* [TASK DETAILS]: Leaving out the pictures, transcribe all of the records faithfully.

* [GIVEN DATA]:
* Start *

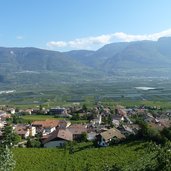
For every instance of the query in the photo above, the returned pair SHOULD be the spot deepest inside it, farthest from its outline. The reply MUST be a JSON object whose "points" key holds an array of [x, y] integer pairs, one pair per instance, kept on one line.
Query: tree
{"points": [[10, 138], [33, 143], [7, 163], [84, 108]]}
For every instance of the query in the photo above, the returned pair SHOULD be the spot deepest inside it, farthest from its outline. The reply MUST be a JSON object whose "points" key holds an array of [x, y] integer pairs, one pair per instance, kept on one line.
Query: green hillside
{"points": [[130, 156]]}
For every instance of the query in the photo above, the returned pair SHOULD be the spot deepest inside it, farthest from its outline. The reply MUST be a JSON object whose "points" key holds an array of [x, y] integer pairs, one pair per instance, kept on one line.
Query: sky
{"points": [[64, 25]]}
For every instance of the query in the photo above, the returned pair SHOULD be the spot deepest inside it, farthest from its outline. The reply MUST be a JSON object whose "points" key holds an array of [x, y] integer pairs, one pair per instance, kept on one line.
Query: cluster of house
{"points": [[56, 133]]}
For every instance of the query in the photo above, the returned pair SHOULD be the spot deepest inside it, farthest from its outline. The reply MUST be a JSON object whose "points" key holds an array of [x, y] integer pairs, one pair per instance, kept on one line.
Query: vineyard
{"points": [[85, 157]]}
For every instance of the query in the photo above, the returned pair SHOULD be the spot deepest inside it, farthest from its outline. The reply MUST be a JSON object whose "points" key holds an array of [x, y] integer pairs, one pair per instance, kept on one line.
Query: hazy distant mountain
{"points": [[30, 65]]}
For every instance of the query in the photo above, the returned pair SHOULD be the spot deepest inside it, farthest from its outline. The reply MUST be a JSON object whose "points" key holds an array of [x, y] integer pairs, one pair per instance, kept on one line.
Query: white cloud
{"points": [[19, 37], [90, 42]]}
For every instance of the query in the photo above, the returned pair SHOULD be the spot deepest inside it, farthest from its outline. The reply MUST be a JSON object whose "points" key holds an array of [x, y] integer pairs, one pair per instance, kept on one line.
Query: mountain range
{"points": [[33, 65]]}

* End *

* [SOLVED PROBLEM]:
For every instance of the query in the photo above, the returned pair SHOULD be the spot deepest inside it, farthest from its outline. The reply MUST be a JSON object whose "points" key holds an array of [x, y] integer pairs, one pair per instance, kept on one line.
Query: tree
{"points": [[10, 138], [33, 143], [7, 163], [84, 108]]}
For every instance of the query in the photo above, the returned pair SHOULD be the spot deepest inside it, farthest from its outline. The reply MUST be a JSON object whose "points" key holds an array of [x, y] integer pairs, one pair per instance, kept on one line.
Query: green hillside
{"points": [[130, 156]]}
For every instance of the query in the photo above, the returned pair SHOULD be the spot deepest inside it, farthest from its outline. The reply MUST be a JSON object whose "points" key holds an array of [x, y] integer pairs, one pair per instance, kept on one line.
Query: sky
{"points": [[64, 25]]}
For every instance of the query in the photo above, the returned pair SHOULD be the spot deepest inside it, farthest from its outline. The reply MUST be a JSON object whose "points" key holds an array of [x, y] integer pairs, one pair per instance, kept on one line.
Query: cluster of house
{"points": [[56, 133]]}
For every instance of the query in the photo above, the returned pair SHOULD be the spot deepest inside it, farthest from its outline. The reply MUST be a JSON object whose "points" key holds an array of [x, y] integer pairs, one pair per instance, kept on one line.
Query: vineyard
{"points": [[85, 157]]}
For every instance of the query in the photo above, the returned pair SHOULD be the spot deepest inside it, farthest from its outline. The reply MUST be a JSON object whose "points" key holds an array of [x, y] integer pairs, one pair per instance, kept on one line.
Query: hazy distant mountain
{"points": [[30, 65]]}
For every instance of the query in the photo above, the returned pair SHOULD be the spot deepest inside it, farthest from its outline. The reply MUST be a JSON object whose "points" key holds an array of [x, y] integer pairs, one pair per instance, kept on one line.
Query: white cloud
{"points": [[19, 37], [90, 42]]}
For every instance of the query in the photo above, the returned pair SHOULD be the spot deepest inside it, farthest from its outline. The reply MUST be a JSON object whose "points" key holds an array of [x, y] integer pairs, one pair per instance, kept on one line.
Query: mountain range
{"points": [[33, 65]]}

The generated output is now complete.